▸ **Task requirements**
Nothing is to be altered. Print each record in full.

===== Dataset records =====

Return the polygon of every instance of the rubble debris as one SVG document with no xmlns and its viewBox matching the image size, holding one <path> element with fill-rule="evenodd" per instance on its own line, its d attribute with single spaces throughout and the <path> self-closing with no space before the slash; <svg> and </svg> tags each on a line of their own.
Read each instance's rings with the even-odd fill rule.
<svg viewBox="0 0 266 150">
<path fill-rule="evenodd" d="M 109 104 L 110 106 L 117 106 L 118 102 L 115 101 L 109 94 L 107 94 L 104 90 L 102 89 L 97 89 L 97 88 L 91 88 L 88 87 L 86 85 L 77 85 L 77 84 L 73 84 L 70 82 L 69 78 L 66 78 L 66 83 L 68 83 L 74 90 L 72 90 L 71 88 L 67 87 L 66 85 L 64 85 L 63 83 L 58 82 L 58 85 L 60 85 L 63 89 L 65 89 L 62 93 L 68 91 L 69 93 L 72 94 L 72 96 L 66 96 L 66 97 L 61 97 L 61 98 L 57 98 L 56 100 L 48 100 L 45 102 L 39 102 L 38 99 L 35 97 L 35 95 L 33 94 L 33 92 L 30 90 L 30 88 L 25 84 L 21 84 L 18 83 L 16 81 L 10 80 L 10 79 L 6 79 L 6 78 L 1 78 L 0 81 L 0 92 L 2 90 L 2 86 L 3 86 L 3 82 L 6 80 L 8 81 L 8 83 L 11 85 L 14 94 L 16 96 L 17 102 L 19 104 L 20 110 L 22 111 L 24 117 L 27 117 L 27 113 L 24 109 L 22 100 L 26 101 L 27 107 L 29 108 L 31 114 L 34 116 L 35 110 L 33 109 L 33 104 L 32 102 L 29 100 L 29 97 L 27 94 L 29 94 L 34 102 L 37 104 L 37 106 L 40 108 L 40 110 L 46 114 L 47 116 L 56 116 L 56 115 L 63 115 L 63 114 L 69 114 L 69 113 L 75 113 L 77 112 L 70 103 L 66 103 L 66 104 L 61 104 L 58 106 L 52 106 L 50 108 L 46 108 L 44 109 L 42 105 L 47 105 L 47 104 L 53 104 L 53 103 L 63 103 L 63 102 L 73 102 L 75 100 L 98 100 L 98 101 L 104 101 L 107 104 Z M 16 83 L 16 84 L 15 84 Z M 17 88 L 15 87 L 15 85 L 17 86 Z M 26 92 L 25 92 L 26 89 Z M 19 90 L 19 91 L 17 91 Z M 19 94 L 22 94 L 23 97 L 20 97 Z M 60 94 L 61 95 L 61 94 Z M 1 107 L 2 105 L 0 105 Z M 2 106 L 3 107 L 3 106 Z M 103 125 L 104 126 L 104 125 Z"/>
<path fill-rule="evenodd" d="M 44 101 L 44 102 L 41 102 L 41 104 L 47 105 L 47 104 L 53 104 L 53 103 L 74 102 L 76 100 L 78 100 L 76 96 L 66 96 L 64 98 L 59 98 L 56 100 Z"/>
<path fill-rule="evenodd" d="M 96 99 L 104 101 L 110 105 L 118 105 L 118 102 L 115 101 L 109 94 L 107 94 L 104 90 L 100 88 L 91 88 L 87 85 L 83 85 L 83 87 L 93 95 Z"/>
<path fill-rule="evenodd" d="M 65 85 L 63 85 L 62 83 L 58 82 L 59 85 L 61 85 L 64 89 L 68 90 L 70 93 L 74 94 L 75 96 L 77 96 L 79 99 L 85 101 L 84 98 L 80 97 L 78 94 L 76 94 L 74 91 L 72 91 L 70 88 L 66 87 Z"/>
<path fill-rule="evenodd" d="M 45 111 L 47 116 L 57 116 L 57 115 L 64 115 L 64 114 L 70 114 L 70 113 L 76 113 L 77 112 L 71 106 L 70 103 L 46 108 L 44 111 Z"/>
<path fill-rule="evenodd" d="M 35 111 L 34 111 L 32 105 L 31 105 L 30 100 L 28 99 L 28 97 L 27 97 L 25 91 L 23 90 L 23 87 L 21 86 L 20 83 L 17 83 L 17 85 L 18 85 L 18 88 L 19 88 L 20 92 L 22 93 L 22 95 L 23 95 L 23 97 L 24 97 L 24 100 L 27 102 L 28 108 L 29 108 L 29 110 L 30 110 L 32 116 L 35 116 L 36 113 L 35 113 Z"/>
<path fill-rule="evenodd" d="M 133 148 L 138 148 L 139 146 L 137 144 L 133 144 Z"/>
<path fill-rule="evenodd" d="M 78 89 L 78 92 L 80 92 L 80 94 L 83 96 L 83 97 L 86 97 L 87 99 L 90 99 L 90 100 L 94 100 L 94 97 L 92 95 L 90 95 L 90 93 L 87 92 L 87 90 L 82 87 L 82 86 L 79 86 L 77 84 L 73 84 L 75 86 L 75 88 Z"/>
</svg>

=====

▸ **Result**
Return the polygon of every instance of the rubble debris as one SVG document with no xmlns and its viewBox matching the image size, holding one <path> element with fill-rule="evenodd" per instance on its own line, its d attribute with single spaces throughout and the <path> self-closing with no space before the slash; <svg> and </svg> tags each on a line of their own.
Read each instance's rings with the even-odd fill rule.
<svg viewBox="0 0 266 150">
<path fill-rule="evenodd" d="M 109 104 L 110 106 L 117 106 L 118 102 L 115 101 L 109 94 L 107 94 L 104 90 L 102 89 L 97 89 L 97 88 L 91 88 L 88 87 L 86 85 L 77 85 L 77 84 L 73 84 L 70 82 L 69 78 L 66 78 L 66 83 L 68 83 L 74 90 L 72 90 L 71 88 L 67 87 L 66 85 L 64 85 L 63 83 L 58 82 L 58 85 L 60 85 L 63 89 L 65 89 L 62 93 L 68 91 L 69 93 L 72 94 L 72 96 L 66 96 L 66 97 L 61 97 L 61 98 L 57 98 L 56 100 L 48 100 L 45 102 L 39 102 L 38 99 L 35 97 L 35 95 L 33 94 L 33 92 L 30 90 L 30 88 L 25 84 L 21 84 L 18 83 L 16 81 L 10 80 L 10 79 L 6 79 L 6 78 L 1 78 L 0 81 L 0 92 L 2 90 L 2 86 L 3 86 L 3 82 L 6 80 L 8 81 L 8 83 L 11 85 L 14 94 L 16 96 L 17 102 L 19 104 L 20 110 L 22 111 L 24 117 L 27 117 L 27 113 L 24 109 L 22 100 L 26 101 L 27 107 L 29 108 L 31 114 L 34 116 L 35 110 L 33 109 L 33 104 L 32 102 L 29 100 L 29 97 L 27 94 L 29 94 L 34 102 L 37 104 L 37 106 L 40 108 L 40 110 L 46 114 L 47 116 L 56 116 L 56 115 L 63 115 L 63 114 L 69 114 L 69 113 L 75 113 L 77 112 L 70 103 L 66 103 L 66 104 L 61 104 L 58 106 L 52 106 L 50 108 L 46 108 L 44 109 L 42 105 L 47 105 L 47 104 L 53 104 L 53 103 L 63 103 L 63 102 L 73 102 L 75 100 L 98 100 L 98 101 L 104 101 L 107 104 Z M 16 83 L 16 84 L 15 84 Z M 17 88 L 15 87 L 15 85 L 17 86 Z M 26 92 L 25 92 L 26 89 Z M 19 90 L 19 91 L 17 91 Z M 19 94 L 22 94 L 23 97 L 20 97 Z M 60 94 L 61 95 L 61 94 Z M 1 107 L 2 105 L 0 105 Z M 2 106 L 3 107 L 3 106 Z M 103 125 L 104 126 L 104 125 Z"/>
<path fill-rule="evenodd" d="M 44 101 L 44 102 L 41 102 L 41 104 L 47 105 L 47 104 L 53 104 L 53 103 L 74 102 L 76 100 L 78 100 L 76 96 L 66 96 L 64 98 L 59 98 L 56 100 Z"/>
<path fill-rule="evenodd" d="M 96 99 L 104 101 L 110 105 L 118 105 L 118 102 L 115 101 L 109 94 L 107 94 L 104 90 L 100 88 L 91 88 L 87 85 L 83 85 L 83 87 L 93 95 Z"/>
<path fill-rule="evenodd" d="M 65 85 L 63 85 L 62 83 L 58 82 L 59 85 L 61 85 L 64 89 L 68 90 L 70 93 L 74 94 L 75 96 L 77 96 L 79 99 L 85 101 L 84 98 L 80 97 L 78 94 L 76 94 L 74 91 L 72 91 L 70 88 L 66 87 Z"/>
<path fill-rule="evenodd" d="M 45 111 L 47 116 L 57 116 L 57 115 L 64 115 L 64 114 L 70 114 L 70 113 L 76 113 L 77 112 L 71 106 L 70 103 L 46 108 L 44 111 Z"/>
<path fill-rule="evenodd" d="M 35 111 L 34 111 L 32 105 L 31 105 L 30 100 L 28 99 L 28 97 L 27 97 L 25 91 L 23 90 L 23 87 L 21 86 L 20 83 L 17 83 L 17 85 L 18 85 L 18 88 L 19 88 L 20 92 L 22 93 L 22 95 L 23 95 L 23 97 L 24 97 L 24 100 L 27 102 L 28 108 L 29 108 L 29 110 L 30 110 L 32 116 L 35 116 L 36 113 L 35 113 Z"/>
<path fill-rule="evenodd" d="M 133 148 L 138 148 L 139 146 L 137 144 L 133 144 Z"/>
<path fill-rule="evenodd" d="M 78 89 L 78 92 L 80 92 L 80 94 L 83 96 L 83 97 L 86 97 L 87 99 L 90 99 L 90 100 L 94 100 L 94 97 L 92 95 L 90 95 L 90 93 L 87 92 L 87 90 L 82 87 L 82 86 L 79 86 L 77 84 L 73 84 L 75 86 L 75 88 Z"/>
</svg>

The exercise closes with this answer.